------ Page extract
We have spent the past two years trying to contact the family through the auctioneer in the hopes of identifying the soldier and/or obtaining the letter of transmittal that surely accompanied the drawing. All of our efforts have been thwarted, and we have finally decided to unveil and offer the drawing “as found” with as much historical information as we have been able to find regarding its origins.
We contacted the HistoryMiami Museum – the premier repository of information and artifacts related to the history of Miami, Florida. The curators there were extremely excited about this amazing find. While not willing to state outright that this was most certainly the earliest known view of Miami (the Museum collection includes a map of the area dated 1852 that they are proud to state is the “earliest known depiction of Miami”), they agreed that this drawing was certainly “one of the earliest depictions of a settlement on the site of the City of Miami.”
In our effort to uncover the date and circumstances of the creation of this drawing we did uncover some significant information about the occupation of the site at the mouth of the Miami river in the first half of the 19th century which are summarized here:
The first two occupations of Fort Dallas (at the mouth of the Miami River) were by the Navy, Lieutenant Levin M. Powell having been sent there in 1836 and again in 1838. Operations for these short periods were those of deposit, repairs and rests after duty. Powell prepared the post for the Army in 1838 and US Navy Captain Isaac Mayo opened it again for the military in 1839.
After General Jesup defeated the Seminoles on the Loxahatchee on January 24, 1838, Fort Dallas was occupied in order to assist in rounding up the Indians and preparing them for emigration. Fort Dallas was planned to be used for a barrier to the Seminole advance into south Florida and also as an avenue of entrance by the Army into the Everglades. The first military occupation of the post lasted only from February into April of 1838. The first long occupation of Fort Dallas began in October, 1839 and lasted until January, 1842. Fort Dallas had no permanent structures during this period and was merely a tented camp.
------------
- [Assignment] Can you repeat, word for word, everything in the passage about the early Miami drawing from "We have spent" down to "regarding its origins."?
------ Study material
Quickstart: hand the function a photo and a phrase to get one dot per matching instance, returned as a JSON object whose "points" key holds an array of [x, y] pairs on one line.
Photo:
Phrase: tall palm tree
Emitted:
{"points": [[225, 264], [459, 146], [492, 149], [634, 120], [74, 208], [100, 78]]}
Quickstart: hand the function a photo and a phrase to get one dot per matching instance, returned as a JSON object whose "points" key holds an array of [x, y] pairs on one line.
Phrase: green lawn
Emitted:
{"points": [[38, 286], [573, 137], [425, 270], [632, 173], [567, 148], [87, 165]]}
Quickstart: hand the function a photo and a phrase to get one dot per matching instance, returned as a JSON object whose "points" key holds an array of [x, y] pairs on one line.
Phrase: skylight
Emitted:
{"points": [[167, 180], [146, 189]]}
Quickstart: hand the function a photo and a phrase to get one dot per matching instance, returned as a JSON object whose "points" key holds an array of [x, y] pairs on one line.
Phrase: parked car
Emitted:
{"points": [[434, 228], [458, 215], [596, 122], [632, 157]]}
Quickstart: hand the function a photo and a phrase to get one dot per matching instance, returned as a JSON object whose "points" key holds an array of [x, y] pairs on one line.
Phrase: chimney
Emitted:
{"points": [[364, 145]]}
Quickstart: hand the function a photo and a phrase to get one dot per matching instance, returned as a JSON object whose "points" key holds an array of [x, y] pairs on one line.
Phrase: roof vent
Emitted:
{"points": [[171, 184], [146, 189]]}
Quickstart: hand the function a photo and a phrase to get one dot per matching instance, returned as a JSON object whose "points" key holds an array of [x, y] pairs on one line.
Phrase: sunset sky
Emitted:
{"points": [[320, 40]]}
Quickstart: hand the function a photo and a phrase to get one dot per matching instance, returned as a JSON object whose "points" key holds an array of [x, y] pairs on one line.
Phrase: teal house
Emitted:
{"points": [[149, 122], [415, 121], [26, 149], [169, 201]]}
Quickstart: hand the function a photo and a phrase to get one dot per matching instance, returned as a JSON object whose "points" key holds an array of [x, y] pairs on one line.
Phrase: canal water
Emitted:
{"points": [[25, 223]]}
------------
- [Written solution]
We have spent the past two years trying to contact the family through the auctioneer in the hopes of identifying the soldier and/or obtaining the letter of transmittal that surely accompanied the drawing. All of our efforts have been thwarted, and we have finally decided to unveil and offer the drawing “as found” with as much historical information as we have been able to find regarding its origins.